▸ Extract provided
################
# Which Gerontius recording is best?



## bob parsons alberta (Jun 27, 2009)

Hi Everyone, newbie here from Alberta!

I have been an Elgar fan for over 40 years. Which recording of the Dream do forumites consider the best?

Thanks Bob.


----------



## LvB (Nov 21, 2008)

I guarantee you will not find agreement here on the "best" recording  . I would argue that this is as it should be, especially as regards a major composition; the better a piece is, the more it can sustain widely differing, yet still coherent, interpretations. Having said this, though, I would suggest that you investigate the 1945 recording by Malcolm Sargent with the Royal Liverpool Philharmonic and Huddersfield Choral Society. Sargent knew Elgar, and this was, I believe, the first complete recording (Elgar himself recorded excerpts, but never the entire piece). It's of more than historical interest, though; despite the limited sound quality (at least by modern standards), a very strong performance comes through vividly, and there's a sense of excitement missing in many later versions. Conveniently, it's available on an EMI budget CD....
################
▸ Material
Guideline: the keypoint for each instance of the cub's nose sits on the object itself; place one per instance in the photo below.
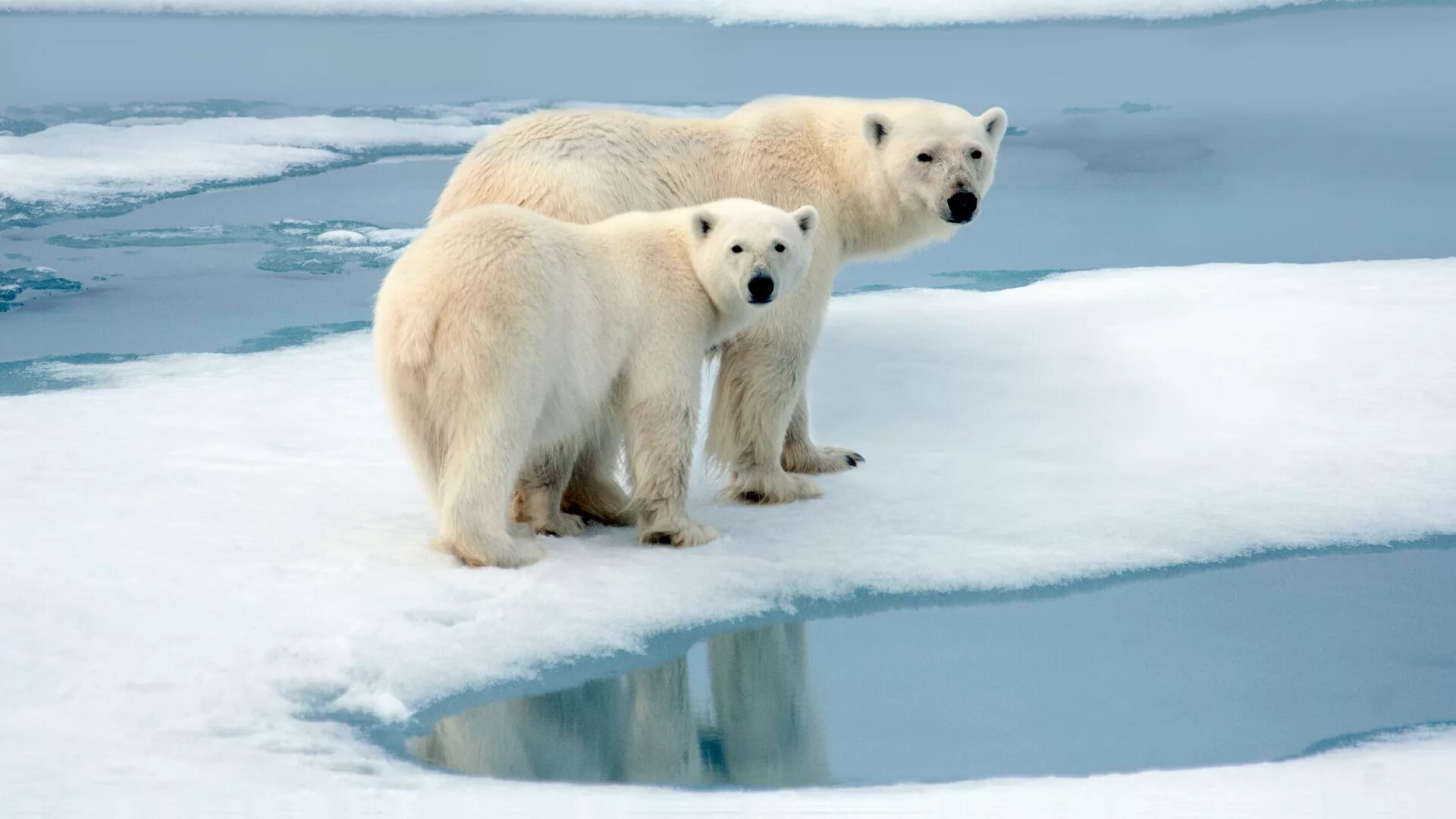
################
▸ List of tasks
a. In the forum thread on Gerontius recordings, name the conductor, orchestra, and choir that the reply credits with the 1945 recording.
b. Carry on the forum thread on Gerontius recordings from its final sentence.

▸ Expected outputs
a. Malcolm Sargent, the Royal Liverpool Philharmonic, and the Huddersfield Choral Society

b.
----------



## Mirror Image (Apr 20, 2009)

You can't go wrong with Sir John Barbirolli and Sir Adrian Boult on EMI. Either one would be a good choice.


----------



## Eboracum (Jun 28, 2009)

Seconded! The Boult is beautifully engineered for its period (1970s).


----------



## Elgarian (Jul 30, 2008)

Thirded. 

Indeed, you truly can't go wrong with either of those two, though they are different - different enough to warrant owning both. One overwhelming advantage of the Barbirolli is that you get Janet Baker at her tip-top best as the angel. Unforgettable stuff. As for Barbirolli vs Boult, this is not so easy to describe, but I'd say Barbirolli is more dramatic, whereas Boult is more mystical, or spiritual. This doesn't in the least mean I think one is better than the other; if I could only have one of them I honestly don't know which I'd choose. I'm just trying to find words to illustrate the differences.


----------



## bob parsons alberta (Jun 27, 2009)

Eboracum said:


> Seconded! The Boult is beautifully engineered for its period (1970s).


Tim, what the heck are you doing here!!

Anyhows thanks for the suggestions, I have ordered Boult from Amazon and Barbarolli is in the local library system.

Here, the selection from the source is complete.